(Stored data entries)
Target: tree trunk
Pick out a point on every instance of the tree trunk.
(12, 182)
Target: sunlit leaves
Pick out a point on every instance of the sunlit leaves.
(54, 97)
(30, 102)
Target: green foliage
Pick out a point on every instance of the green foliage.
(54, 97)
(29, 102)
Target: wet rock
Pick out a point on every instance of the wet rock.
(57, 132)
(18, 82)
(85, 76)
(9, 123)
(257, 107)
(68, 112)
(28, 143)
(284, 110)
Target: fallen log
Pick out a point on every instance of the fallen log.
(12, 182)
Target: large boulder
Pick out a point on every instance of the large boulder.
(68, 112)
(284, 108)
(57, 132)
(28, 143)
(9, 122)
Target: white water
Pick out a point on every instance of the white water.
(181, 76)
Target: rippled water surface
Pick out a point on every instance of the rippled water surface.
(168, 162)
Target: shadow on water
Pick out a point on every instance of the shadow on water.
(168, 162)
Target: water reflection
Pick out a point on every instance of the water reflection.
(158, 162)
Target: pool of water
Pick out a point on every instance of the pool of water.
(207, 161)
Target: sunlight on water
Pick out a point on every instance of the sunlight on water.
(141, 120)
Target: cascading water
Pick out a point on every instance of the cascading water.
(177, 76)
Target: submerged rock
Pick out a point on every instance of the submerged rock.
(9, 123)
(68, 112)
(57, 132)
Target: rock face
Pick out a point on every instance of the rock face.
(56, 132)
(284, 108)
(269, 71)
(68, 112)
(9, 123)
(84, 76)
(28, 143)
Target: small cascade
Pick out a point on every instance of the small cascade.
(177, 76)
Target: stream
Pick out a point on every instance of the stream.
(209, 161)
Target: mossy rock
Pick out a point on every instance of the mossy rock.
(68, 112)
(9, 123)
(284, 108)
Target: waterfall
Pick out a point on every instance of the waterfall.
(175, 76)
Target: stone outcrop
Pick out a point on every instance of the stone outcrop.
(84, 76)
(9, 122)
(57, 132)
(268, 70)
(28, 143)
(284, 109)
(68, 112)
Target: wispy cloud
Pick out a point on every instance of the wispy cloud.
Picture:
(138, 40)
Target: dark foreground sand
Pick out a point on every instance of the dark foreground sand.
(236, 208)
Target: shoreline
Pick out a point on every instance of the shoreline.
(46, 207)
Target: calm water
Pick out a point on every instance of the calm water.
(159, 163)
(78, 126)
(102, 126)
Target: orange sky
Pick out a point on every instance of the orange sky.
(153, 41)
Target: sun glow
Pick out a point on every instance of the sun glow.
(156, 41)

> **Task to complete**: From the records above, extract each line exactly as shown.

> **Result of the task**:
Target: tree trunk
Pick out a point on every instance of the tree trunk.
(12, 182)
Target: sunlit leaves
Pick out a point on every instance of the sunlit leaves.
(54, 97)
(30, 102)
Target: green foliage
Pick out a point on every instance of the green foliage.
(54, 97)
(29, 102)
Target: wet rock
Pick out a point on every instance of the wet rock.
(57, 132)
(18, 82)
(85, 76)
(9, 123)
(257, 107)
(68, 112)
(28, 143)
(284, 110)
Target: fallen log
Pick out a point on every instance of the fallen log.
(12, 182)
Target: large boulder
Pick out a point on every instance of the large boulder.
(68, 112)
(284, 108)
(57, 132)
(28, 143)
(9, 122)
Target: white water
Pick out a point on every instance of the white water.
(181, 76)
Target: rippled water surface
Pick out a point on every instance of the rippled water surface.
(168, 162)
Target: shadow on water
Pick out a point on every instance of the shadow on water.
(168, 162)
Target: water reflection
Pick out a point on every instance of the water reflection.
(158, 162)
Target: pool of water
Pick out a point on every instance of the pool of water.
(207, 161)
Target: sunlight on water
Pick out a point on every instance of the sunlight on water.
(141, 120)
Target: cascading water
Pick out a point on every instance of the cascading water.
(177, 76)
Target: submerged rock
Pick out a point on every instance of the submerged rock.
(9, 123)
(68, 112)
(57, 132)
Target: rock face
Pick out a point on every instance of the rock face.
(56, 132)
(284, 108)
(269, 71)
(68, 112)
(9, 123)
(84, 76)
(28, 143)
Target: small cascade
Pick out a point on every instance of the small cascade.
(177, 76)
Target: stream
Pick out a point on every instance of the stream.
(209, 161)
Target: mossy rock
Pick out a point on every instance of the mossy rock.
(68, 112)
(9, 123)
(284, 108)
Target: waterfall
Pick out a point on every instance of the waterfall.
(175, 76)
Target: stone outcrop
Pick out a point on every instance of the stone outcrop.
(84, 76)
(9, 122)
(57, 132)
(268, 70)
(28, 143)
(284, 109)
(68, 112)
Target: wispy cloud
Pick out a point on every instance of the wispy cloud.
Picture:
(138, 40)
Target: dark foreground sand
Pick out a point on every instance of the dark foreground sand.
(236, 208)
Target: shoreline
Pick out a point on every instance of the shoreline.
(46, 207)
Target: calm water
Pick out a point on every instance of the calm water.
(159, 163)
(78, 126)
(102, 126)
Target: orange sky
Pick out a point on every instance of the orange sky.
(153, 41)
Target: sun glow
Pick out a point on every instance of the sun glow.
(156, 41)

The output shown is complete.